Work instructions: From the text on costly cancer drugs below, pull out word for word the part that opens with the words containing "Great news, yes?" and closes with "a chronic disease.".

Text passage:
Ranjana Srivastava (medical oncologist and author based in Melbourne) pours cold water on the good news:
What would the world’s largest cancer conference be without the declaration of a miracle? The latest from Chicago is about new blockbuster drugs that can manipulate the immune system to “con” cancer cells. This year the focus has been on melanoma, where a combination of two drugs has been shown to be highly effective in a subset of patients.
Great news, yes? Well…
We must work collectively to help the world’s poorest countries to reach an acceptable level of equity in cancer care.
As a privileged doctor working in a rich country, I know my patients are likely to realise the promise of new discoveries. Talk of miracles has no place in our evidence-based profession and I will keep telling them that advanced melanoma remains incurable but that incremental gains will help them live longer and better. Who knows, for a small percentage, melanoma may eventually become a chronic disease.
But as a global citizen, I struggle with the implications of mind-bogglingly expensive drugs that are at best associated with modest benefits in the vast majority of patients. I think about the societal responsibility we bear to ensure that cancer suffering is reduced not only in our direct vicinity but for the millions of invisible and forgotten patients in poorer countries too.
Oh, right. You feel guilty that this expensive trial drug, costing millions of pounds in development costs, isn’t immediately available to people in Third World slums?
The medical profession has traditionally failed to face this elephant in the room. For a long time we have believed that the patient before us is the only one who matters and that it’s the job of bureaucrats to tussle with big pharma to work things out.
Newsflash, sweetheart – the patient before you should indeed be the only one who matters. It’s why you swear an oath, ffs!
The conversation about what is sustainable and appropriate when it comes to exorbitantly priced drugs that will benefit only a select group must involve individual doctors and patients.
Nice of you to include patients! I guess that’s only if they have the ‘right’ opinions, though..
How much easier it is to herald another “cure for cancer” than grapple with the ethical challenges posed by the advent of increasingly costly drugs. Yet it is a conversation we must have. The portrayal of cancer in the popular press presents a challenge. Like many oncologists, I am realising that one patient’s miracle is another’s blow.
There’s no ‘ethical challenge’ here at all. You can’t expect a company to spend millions on R&D and then give away their product for less than cost price.

Exercise data:

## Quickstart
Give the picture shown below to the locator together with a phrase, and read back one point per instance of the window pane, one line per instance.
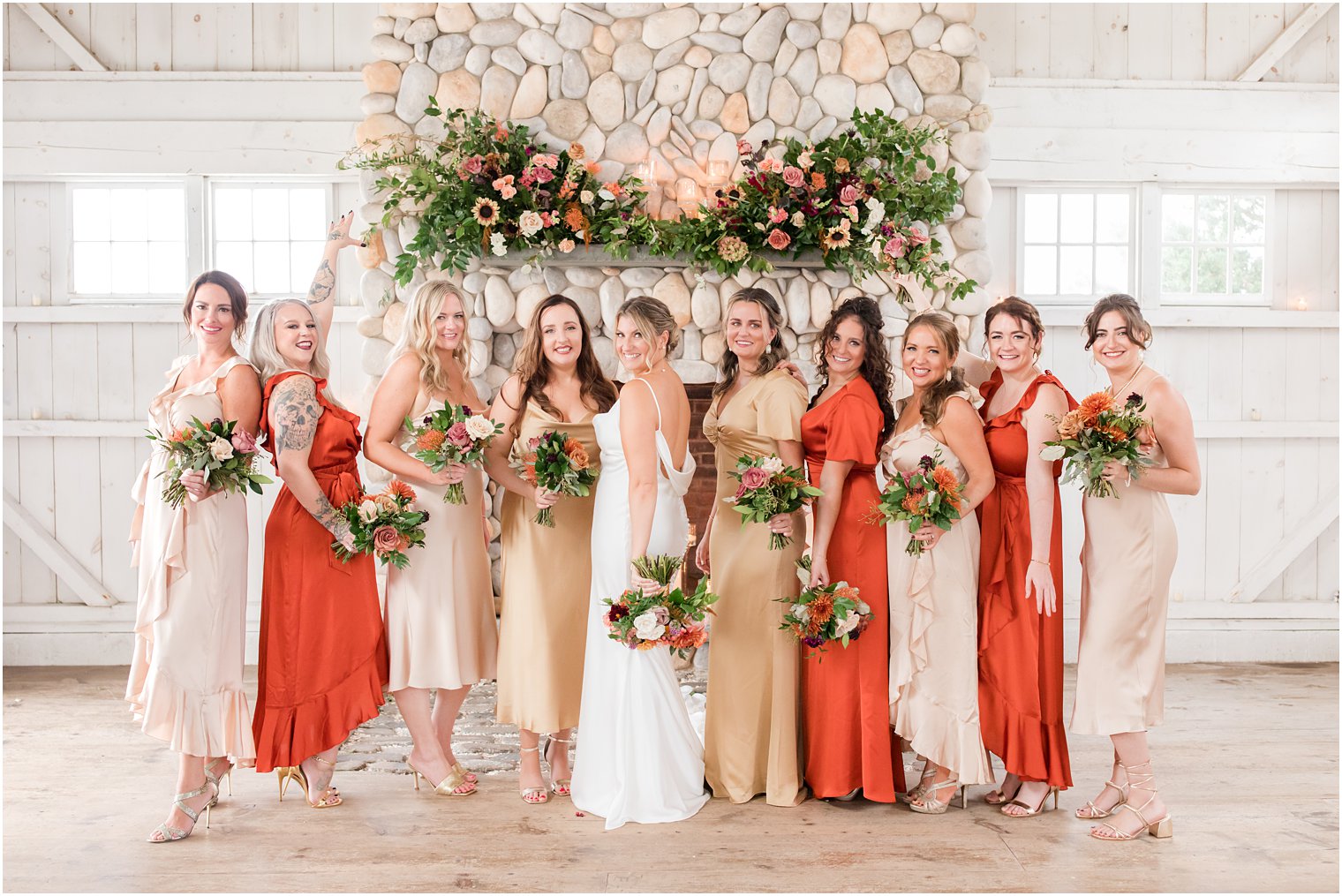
(1040, 217)
(131, 267)
(1112, 217)
(270, 215)
(167, 215)
(1074, 263)
(1247, 271)
(306, 214)
(131, 214)
(168, 268)
(235, 258)
(232, 215)
(1248, 219)
(1210, 270)
(304, 260)
(1040, 270)
(271, 274)
(1177, 217)
(1212, 219)
(1078, 217)
(93, 215)
(1177, 268)
(1110, 270)
(92, 266)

Reply to the task:
Great news, yes? Well…
We must work collectively to help the world’s poorest countries to reach an acceptable level of equity in cancer care.
As a privileged doctor working in a rich country, I know my patients are likely to realise the promise of new discoveries. Talk of miracles has no place in our evidence-based profession and I will keep telling them that advanced melanoma remains incurable but that incremental gains will help them live longer and better. Who knows, for a small percentage, melanoma may eventually become a chronic disease.